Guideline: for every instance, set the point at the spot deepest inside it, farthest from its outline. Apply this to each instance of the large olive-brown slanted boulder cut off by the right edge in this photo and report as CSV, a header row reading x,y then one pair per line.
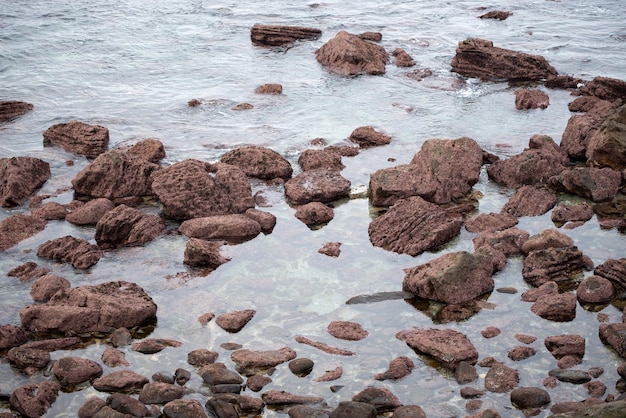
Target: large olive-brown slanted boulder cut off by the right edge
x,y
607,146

--

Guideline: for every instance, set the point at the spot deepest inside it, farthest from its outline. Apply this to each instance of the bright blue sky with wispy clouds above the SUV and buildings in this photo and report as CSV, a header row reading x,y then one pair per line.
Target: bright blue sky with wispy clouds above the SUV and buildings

* * *

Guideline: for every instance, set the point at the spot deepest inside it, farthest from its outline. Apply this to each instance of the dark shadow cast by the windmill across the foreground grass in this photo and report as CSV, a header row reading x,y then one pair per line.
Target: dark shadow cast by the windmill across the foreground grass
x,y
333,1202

**Task to complete:**
Find every line in the records that uses the string "inside", then copy it.

**Response area:**
Guideline: for every instance, set the point at the spot deepest inside it, farthest from its outline. Apply this to each instance of the large olive-brown slanted boulder cut off by the right edge in this photo and report as CSV, a header row reading x,y then one pair per line.
Guideline: for every instance, set the point at the spot deepest inside it, farthest from its outline. Apply this to each instance of the bright blue sky with wispy clouds above the SUV and buildings in this photo and report as CSV, a header row reading x,y then one pair per line.
Guideline: for every instance, set the point at the spot deepest inside it, farthest from its outline. Apply this to each instance of the dark shadow cast by the windmill across the foreground grass in this photo and report as CSV, a header row reading x,y then one pair per line.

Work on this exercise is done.